> Work instructions: Copy all of the following material word for word, line by line, without changing anything.

** begin Exercise data **

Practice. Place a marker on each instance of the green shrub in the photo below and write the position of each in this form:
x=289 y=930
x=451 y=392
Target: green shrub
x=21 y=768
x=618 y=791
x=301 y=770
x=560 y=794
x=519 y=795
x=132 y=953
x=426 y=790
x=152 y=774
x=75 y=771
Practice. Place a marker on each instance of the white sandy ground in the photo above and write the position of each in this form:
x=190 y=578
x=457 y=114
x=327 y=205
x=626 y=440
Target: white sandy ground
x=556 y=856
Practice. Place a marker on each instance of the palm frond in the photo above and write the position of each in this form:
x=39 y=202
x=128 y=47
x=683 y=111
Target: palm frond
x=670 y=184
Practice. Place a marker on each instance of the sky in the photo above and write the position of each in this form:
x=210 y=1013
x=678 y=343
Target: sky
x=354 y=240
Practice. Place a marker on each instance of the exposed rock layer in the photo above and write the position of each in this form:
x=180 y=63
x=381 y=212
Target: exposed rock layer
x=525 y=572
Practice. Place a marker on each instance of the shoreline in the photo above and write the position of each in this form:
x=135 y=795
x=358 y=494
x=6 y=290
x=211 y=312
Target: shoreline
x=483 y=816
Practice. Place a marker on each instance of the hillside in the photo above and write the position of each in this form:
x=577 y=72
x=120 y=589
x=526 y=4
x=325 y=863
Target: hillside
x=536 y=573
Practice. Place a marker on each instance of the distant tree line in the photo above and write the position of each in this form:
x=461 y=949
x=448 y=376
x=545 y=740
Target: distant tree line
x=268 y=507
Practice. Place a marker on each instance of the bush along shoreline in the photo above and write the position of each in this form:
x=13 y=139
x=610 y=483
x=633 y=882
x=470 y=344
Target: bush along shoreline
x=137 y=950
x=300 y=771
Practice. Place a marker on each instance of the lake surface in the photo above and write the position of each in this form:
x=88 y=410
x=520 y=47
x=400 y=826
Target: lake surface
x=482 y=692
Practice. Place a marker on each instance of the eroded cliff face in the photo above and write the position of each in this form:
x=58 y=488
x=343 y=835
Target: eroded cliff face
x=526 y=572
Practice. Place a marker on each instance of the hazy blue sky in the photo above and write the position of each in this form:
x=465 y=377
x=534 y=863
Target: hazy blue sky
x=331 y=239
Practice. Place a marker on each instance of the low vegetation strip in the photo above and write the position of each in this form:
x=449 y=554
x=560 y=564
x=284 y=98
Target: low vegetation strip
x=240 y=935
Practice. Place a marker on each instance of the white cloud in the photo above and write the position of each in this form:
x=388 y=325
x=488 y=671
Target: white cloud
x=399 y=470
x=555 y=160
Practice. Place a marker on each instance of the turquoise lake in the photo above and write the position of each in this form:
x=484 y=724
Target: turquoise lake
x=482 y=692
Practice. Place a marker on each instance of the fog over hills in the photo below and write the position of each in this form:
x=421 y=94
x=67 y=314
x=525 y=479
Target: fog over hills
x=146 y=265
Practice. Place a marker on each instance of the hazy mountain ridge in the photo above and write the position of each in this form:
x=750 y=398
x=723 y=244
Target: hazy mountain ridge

** end Exercise data **

> Response for this exercise:
Practice. Place a marker on each instance of the green shrub in the photo below and write the position of each in this form:
x=289 y=930
x=451 y=392
Target: green shrub
x=21 y=768
x=618 y=791
x=301 y=770
x=560 y=794
x=519 y=795
x=132 y=953
x=426 y=790
x=152 y=774
x=75 y=771
Practice. Place a marker on each instance of the white sandy ground in the photo above and write the position of each in this form:
x=190 y=578
x=457 y=114
x=327 y=205
x=626 y=440
Target: white sandy ground
x=556 y=856
Practice. Place a marker on each instance of the palm frond in the photo above and write the position of each in this form:
x=39 y=202
x=128 y=47
x=683 y=111
Target: palm frond
x=670 y=184
Practice. Place a marker on each instance of the sky in the photo above and write the position of each in this form:
x=210 y=1013
x=678 y=343
Target: sky
x=354 y=240
Practice. Place a marker on each instance of the exposed rock layer in the photo above and write the position of each in this form:
x=180 y=63
x=381 y=212
Target: exposed rock layer
x=525 y=572
Practice. Place a marker on each instance of the shoreline in the photo above and write the position of each in this form:
x=135 y=795
x=358 y=494
x=6 y=290
x=211 y=312
Target: shoreline
x=483 y=816
Practice. Place a marker on each instance of the hillside in the photo above and write the position of each in this form:
x=577 y=72
x=120 y=589
x=526 y=4
x=325 y=863
Target: hillside
x=536 y=573
Practice. Place a marker on each instance of the distant tree line in the photo above and write the position of each in this form:
x=461 y=949
x=448 y=376
x=545 y=740
Target: distant tree line
x=268 y=507
Practice. Place a marker on each instance of the bush along shoreline in the photo above and write the position of each in this form:
x=13 y=139
x=610 y=483
x=633 y=882
x=470 y=344
Target: bush along shoreline
x=137 y=950
x=300 y=771
Practice. Place a marker on each instance of the lake surface in the photo above and write the position of each in this form:
x=88 y=410
x=520 y=47
x=400 y=826
Target: lake surface
x=482 y=692
Practice. Place a marker on each instance of the eroded cliff face in the photo above and write the position of each in this form:
x=58 y=488
x=343 y=835
Target: eroded cliff face
x=526 y=572
Practice. Place a marker on each instance of the hazy blue sky in the photo above and write the position of each in this form:
x=465 y=377
x=534 y=863
Target: hazy blue sky
x=331 y=239
Practice. Place a marker on each instance of the low vegetation strip in the photo above and write the position of each in this form:
x=449 y=554
x=560 y=564
x=284 y=98
Target: low vegetation strip
x=240 y=935
Practice. Place a marker on each instance of the white cloud in the photo above and write the position of each in this form:
x=388 y=325
x=488 y=671
Target: white cloud
x=399 y=470
x=555 y=160
Practice. Place a marker on each instance of the turquoise lake in the photo above and write the position of each in this form:
x=484 y=724
Target: turquoise lake
x=482 y=692
Practice. Place a marker on each instance of the fog over hills in the photo below and write the position of each in this form:
x=421 y=94
x=67 y=314
x=525 y=479
Target: fog over hills
x=146 y=265
Practice. Place a marker on each instance of the hazy mountain ridge in the photo above and write the position of each in this form:
x=750 y=398
x=723 y=244
Target: hazy mountain ridge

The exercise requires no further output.